### Выбранный отрывок
::::::::::

Каждый день газеты, телевидение, интернет рассказывают о героях спецоперации, но мы не в полной мере осознаем, что эти люди – среди нас. Не зная каждого в лицо, мы видели их среди прохожих, в магазинах, на парковках, в троллейбусах-трамваях…
У них на первый взгляд обычные биографии, за исключением принципиально важного момента – они сражаются за нас, жертвуют собой ради нас. Вот одна из таких «простых» личных историй.
Илья Александрович Зыков, 25 лет, родился и вырос в Красноярске. После девятого класса пошел работать. Срочную служил сапером в Бурятии, потом выучился на охранника, работал в гостинице. Мечтал об армии, несколько раз подавал рапорты на контрактную службу, но как-то не срасталось…
Все «срослось» в апреле 2022 года. Илья пошел добровольцем. Воевал в пехоте, получил тяжелое ранение, после госпиталя вернулся домой. При этом он остается в армии, поскольку подписал еще один контракт – длительный, на пять лет.
– Илья, обязан начать с этого вопроса:
что побудило пойти добровольцем?
– Воспитание, наверное, такое. Любовь к Родине. Не знаю, как правильно об этом сказать… А кто еще, если не я?
К тому же у меня есть опыт обращения с оружием, и мне всегда нравилась военная тематика. Работая охранником, каждый год сдавал зачеты по стрельбе, поэтому с оружием умел обращаться даже лучше, чем многие контрактники.
– Если сапером служил, значит, и в минном деле знания есть.
– Знания есть, но там они не особо пригодились… Пришел я в главный пункт отбора в Красноярске, сказал, что хочу «туда». Предложили несколько вариантов разных частей, и везде – пехота. Выбрал подходящую часть и поехал.
– Дома как восприняли ваше решение?
– Когда я уезжал, никто из родных об этом не знал. Узнали только, когда попал в госпиталь. Расстроились, конечно, что ногу потерял, а что тут поделаешь… Главное – вернулся живой.

::::::::::

### Что сделать
1 > Ответьте по интервью с Ильей Зыковым на три вопроса:
(а) Где и кем Илья служил срочную службу?
(б) На какой срок он подписал новый контракт?
(в) Когда родные узнали о его решении пойти добровольцем?
2 > Продолжите интервью с Ильей Зыковым после его последнего ответа.

### Фрагменты записей
::::::::::

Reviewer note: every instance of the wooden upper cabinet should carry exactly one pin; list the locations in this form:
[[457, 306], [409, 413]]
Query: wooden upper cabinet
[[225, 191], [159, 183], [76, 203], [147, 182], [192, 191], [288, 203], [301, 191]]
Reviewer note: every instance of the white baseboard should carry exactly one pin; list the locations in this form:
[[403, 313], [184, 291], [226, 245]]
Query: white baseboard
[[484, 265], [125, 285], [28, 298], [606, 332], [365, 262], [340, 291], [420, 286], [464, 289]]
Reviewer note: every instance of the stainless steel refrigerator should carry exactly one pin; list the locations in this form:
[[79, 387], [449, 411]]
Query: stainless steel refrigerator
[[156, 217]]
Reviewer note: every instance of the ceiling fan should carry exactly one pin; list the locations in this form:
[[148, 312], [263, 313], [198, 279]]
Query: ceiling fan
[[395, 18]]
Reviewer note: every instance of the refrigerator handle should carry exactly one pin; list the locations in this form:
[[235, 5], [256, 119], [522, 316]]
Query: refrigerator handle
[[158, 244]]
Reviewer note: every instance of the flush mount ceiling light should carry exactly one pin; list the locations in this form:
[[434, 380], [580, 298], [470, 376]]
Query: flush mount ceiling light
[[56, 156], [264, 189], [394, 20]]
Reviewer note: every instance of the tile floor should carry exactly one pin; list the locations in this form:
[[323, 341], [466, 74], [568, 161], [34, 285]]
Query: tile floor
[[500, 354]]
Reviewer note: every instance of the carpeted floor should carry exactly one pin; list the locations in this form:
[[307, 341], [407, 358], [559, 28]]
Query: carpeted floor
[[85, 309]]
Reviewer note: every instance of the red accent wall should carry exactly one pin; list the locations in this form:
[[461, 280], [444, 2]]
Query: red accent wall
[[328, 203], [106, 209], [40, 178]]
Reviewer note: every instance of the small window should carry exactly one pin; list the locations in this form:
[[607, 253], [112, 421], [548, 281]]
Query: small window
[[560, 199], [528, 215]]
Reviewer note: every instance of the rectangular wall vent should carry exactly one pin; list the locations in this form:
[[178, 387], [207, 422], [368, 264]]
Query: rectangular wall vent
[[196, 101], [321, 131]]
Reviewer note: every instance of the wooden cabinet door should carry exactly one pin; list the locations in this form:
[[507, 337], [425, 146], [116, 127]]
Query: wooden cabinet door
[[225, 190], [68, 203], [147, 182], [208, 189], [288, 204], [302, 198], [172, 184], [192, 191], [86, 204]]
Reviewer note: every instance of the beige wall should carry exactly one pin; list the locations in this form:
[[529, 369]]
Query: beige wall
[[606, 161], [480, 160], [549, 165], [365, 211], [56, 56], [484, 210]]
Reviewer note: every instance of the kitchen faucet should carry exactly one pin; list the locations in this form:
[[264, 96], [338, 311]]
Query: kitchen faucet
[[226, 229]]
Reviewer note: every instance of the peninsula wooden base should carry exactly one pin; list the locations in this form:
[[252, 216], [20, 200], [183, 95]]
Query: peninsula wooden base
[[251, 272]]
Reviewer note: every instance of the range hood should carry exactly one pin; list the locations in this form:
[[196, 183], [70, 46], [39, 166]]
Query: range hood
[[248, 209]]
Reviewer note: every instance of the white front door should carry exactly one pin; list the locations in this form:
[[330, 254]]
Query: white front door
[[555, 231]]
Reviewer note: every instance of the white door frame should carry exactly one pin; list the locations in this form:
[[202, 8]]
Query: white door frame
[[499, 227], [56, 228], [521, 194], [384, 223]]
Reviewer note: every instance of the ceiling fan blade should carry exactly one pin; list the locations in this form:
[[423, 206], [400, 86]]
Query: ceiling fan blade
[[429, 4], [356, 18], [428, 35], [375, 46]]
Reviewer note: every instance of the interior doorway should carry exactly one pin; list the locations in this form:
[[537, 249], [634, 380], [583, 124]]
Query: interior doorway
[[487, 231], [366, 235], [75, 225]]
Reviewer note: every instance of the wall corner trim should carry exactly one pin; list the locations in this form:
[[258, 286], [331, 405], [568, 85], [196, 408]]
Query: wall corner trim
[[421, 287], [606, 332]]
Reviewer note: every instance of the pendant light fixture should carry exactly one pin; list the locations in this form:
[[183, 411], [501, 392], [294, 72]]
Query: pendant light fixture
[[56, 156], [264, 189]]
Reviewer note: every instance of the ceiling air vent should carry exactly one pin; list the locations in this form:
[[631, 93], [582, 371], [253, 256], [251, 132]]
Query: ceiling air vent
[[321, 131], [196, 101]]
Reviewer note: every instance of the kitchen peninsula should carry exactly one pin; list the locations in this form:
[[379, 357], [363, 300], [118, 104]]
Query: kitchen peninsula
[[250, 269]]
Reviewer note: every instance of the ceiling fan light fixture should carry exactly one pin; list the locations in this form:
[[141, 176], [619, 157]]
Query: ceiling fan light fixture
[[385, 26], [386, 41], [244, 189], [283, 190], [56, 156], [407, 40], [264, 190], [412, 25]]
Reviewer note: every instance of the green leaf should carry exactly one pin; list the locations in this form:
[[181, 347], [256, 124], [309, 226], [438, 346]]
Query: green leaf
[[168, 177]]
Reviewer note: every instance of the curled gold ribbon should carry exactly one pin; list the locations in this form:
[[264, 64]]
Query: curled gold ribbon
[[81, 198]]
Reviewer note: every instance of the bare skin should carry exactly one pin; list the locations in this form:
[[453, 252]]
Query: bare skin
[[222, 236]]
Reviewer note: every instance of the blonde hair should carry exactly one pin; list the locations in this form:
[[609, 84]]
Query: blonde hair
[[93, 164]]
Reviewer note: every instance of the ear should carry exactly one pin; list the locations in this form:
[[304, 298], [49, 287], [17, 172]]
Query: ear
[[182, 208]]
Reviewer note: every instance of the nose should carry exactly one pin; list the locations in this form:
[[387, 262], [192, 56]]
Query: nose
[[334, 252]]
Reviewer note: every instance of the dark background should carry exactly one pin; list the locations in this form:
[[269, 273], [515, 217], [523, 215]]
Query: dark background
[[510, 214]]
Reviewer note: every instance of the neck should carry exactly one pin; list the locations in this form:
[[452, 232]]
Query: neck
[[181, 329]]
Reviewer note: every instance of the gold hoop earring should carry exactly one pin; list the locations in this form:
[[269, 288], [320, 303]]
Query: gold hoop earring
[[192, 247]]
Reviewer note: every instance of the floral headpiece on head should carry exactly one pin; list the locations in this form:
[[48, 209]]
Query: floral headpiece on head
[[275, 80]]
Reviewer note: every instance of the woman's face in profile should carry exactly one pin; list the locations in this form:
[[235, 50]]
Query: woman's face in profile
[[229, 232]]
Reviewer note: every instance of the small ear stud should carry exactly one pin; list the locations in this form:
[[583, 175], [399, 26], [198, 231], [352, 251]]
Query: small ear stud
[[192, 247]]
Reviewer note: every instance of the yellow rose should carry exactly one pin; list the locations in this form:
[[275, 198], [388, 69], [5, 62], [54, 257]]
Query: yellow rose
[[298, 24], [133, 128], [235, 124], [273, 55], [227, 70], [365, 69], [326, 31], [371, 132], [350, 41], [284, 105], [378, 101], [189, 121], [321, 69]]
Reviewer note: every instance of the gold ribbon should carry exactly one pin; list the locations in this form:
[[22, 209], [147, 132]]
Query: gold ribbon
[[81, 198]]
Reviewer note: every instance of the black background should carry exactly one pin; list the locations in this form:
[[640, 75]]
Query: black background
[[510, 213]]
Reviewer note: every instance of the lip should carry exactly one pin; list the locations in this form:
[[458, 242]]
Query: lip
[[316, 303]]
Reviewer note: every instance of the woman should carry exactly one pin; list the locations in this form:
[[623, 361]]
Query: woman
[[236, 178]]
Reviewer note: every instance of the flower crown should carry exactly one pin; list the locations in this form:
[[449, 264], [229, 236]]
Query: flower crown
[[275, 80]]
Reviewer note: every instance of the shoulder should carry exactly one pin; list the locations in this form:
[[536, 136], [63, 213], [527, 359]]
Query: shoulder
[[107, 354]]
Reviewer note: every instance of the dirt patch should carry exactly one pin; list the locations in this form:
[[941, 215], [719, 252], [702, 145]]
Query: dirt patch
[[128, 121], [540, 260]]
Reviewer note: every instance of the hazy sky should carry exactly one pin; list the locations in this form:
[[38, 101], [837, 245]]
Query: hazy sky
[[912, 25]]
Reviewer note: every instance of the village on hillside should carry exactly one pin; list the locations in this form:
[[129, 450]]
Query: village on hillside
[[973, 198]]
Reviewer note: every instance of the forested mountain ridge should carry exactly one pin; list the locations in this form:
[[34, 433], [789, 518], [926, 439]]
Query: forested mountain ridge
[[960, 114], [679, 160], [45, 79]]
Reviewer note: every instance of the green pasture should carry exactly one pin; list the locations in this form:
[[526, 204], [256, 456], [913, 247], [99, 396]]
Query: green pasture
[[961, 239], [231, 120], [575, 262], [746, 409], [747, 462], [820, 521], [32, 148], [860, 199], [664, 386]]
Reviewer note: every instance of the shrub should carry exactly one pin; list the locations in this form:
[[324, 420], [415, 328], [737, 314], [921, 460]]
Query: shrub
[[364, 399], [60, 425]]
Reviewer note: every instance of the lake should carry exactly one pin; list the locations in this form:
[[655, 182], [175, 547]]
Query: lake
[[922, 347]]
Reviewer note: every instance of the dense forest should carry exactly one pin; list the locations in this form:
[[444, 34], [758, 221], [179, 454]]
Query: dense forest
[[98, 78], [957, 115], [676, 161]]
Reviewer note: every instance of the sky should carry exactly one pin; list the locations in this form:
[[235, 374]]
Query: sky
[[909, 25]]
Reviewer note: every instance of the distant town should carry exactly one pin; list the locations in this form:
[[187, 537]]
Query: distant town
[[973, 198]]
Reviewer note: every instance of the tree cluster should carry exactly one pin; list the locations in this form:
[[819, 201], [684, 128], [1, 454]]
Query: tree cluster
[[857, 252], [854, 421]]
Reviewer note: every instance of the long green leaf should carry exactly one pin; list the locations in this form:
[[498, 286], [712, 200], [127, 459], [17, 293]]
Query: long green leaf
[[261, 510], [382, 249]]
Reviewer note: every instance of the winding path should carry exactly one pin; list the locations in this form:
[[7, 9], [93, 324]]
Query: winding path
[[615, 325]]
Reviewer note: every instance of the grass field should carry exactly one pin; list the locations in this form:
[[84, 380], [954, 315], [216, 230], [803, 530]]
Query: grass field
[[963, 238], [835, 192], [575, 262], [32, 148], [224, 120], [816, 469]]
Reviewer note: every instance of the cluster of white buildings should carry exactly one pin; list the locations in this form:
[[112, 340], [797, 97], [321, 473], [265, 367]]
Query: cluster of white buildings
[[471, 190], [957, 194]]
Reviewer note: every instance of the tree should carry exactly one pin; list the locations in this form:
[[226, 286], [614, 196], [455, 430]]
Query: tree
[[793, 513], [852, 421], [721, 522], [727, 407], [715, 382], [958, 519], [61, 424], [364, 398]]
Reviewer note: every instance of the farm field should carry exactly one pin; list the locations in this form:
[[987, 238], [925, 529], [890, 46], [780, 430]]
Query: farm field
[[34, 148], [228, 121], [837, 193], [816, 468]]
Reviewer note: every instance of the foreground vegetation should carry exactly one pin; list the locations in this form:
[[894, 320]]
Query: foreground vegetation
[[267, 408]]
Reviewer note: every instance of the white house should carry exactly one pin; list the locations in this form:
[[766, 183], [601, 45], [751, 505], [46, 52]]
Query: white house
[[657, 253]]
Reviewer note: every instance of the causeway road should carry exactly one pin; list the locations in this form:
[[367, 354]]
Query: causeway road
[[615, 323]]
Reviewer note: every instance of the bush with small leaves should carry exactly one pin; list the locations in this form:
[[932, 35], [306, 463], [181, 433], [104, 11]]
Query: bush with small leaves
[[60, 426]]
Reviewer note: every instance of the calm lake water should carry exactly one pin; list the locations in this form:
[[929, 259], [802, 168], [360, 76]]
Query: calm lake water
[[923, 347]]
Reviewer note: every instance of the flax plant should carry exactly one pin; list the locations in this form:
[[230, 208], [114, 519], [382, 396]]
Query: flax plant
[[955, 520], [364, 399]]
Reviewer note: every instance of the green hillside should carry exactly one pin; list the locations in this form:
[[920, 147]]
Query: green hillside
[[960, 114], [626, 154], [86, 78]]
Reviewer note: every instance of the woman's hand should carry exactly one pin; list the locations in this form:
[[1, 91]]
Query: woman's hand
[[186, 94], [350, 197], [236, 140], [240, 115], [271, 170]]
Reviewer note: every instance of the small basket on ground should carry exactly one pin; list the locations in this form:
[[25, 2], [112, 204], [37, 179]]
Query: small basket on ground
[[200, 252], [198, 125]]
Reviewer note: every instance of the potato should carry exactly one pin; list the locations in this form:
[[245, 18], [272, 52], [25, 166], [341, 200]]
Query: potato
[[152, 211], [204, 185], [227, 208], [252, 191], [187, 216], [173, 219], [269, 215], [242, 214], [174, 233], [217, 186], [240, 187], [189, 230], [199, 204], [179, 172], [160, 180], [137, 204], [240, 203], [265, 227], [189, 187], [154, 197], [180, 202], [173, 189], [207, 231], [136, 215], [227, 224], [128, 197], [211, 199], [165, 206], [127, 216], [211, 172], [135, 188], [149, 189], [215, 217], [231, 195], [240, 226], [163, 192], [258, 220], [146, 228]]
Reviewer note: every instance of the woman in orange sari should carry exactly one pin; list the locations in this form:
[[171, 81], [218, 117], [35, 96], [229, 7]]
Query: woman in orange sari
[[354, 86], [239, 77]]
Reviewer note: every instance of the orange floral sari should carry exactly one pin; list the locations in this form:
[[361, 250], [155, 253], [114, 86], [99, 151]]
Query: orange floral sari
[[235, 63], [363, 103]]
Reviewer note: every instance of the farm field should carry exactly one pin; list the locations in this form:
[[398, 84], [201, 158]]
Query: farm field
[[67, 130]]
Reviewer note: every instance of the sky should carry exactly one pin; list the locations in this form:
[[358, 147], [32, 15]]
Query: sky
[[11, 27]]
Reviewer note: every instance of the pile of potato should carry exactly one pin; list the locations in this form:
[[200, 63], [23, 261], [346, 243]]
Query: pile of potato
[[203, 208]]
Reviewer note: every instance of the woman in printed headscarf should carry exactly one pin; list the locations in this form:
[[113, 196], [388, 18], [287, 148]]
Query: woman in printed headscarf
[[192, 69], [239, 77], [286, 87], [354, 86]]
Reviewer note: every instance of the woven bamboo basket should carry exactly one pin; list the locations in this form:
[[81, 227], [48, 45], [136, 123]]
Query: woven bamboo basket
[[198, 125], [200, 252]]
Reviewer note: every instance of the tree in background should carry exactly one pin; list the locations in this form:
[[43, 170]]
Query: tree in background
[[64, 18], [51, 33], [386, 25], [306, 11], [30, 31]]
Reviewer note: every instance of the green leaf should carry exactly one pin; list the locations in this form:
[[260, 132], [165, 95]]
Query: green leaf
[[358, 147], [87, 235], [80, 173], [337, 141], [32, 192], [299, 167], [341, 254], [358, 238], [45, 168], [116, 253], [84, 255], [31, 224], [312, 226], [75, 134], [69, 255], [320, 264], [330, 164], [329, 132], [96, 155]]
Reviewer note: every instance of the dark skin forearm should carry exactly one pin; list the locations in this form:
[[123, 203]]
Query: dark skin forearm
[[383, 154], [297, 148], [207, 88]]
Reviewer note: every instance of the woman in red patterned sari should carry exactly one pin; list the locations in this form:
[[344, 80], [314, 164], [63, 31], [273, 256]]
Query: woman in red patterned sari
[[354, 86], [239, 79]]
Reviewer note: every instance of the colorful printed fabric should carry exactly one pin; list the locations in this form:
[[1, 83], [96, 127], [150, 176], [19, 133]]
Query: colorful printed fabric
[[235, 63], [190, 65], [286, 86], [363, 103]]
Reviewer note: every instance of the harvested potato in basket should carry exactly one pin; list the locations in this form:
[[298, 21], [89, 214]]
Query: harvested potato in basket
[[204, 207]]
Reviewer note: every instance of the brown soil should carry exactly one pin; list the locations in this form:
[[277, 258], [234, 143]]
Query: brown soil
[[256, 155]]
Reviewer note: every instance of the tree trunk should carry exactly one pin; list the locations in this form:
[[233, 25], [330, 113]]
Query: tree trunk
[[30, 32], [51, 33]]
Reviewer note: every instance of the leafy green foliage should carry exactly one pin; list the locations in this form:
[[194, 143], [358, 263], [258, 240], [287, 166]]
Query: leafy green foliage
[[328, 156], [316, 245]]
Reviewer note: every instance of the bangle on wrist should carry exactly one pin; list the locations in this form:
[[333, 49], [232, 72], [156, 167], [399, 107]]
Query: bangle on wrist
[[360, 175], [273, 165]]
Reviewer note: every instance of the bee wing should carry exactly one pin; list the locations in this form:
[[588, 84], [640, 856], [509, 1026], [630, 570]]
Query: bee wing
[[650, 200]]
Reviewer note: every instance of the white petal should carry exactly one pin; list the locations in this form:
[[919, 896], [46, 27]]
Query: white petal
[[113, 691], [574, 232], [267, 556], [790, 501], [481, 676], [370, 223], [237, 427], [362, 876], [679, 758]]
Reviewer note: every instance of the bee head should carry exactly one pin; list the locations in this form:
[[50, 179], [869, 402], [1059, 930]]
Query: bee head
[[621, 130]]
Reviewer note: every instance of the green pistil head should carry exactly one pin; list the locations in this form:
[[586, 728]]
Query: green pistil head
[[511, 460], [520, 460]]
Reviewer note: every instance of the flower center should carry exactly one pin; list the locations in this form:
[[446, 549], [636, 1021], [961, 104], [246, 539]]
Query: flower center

::::::::::

### Письменные ответы
1 >
(а) Сапером в Бурятии.
(б) На пять лет.
(в) Когда он попал в госпиталь.

2 >
– Как ощущает себя человек, впервые попавший на войну?
– Скажу лишь, что страх испытывают все, даже люди с опытом. Страх, адреналин и… постоянная подвижность. Каждый день – дорога, или штурм, или зачистка. Там не надо особо мучиться, как на гражданке, что и как делать. Все понятно: иди, куда приказали, делай то, что надо.
– Среди добровольцев, как рассказывают, люди примерно вашего возраста. Это так?
– Даже моложе. Одному парню девятнадцать лет было, двадцать уже там исполнилось. Он первый контракт подписал вместе со мной, полностью отслужил три месяца, приехал домой, жену из роддома забрал – у него ребенок родился, – подписал второй контракт и опять уехал, только в другую часть. Сейчас он там.
– Много добровольцев?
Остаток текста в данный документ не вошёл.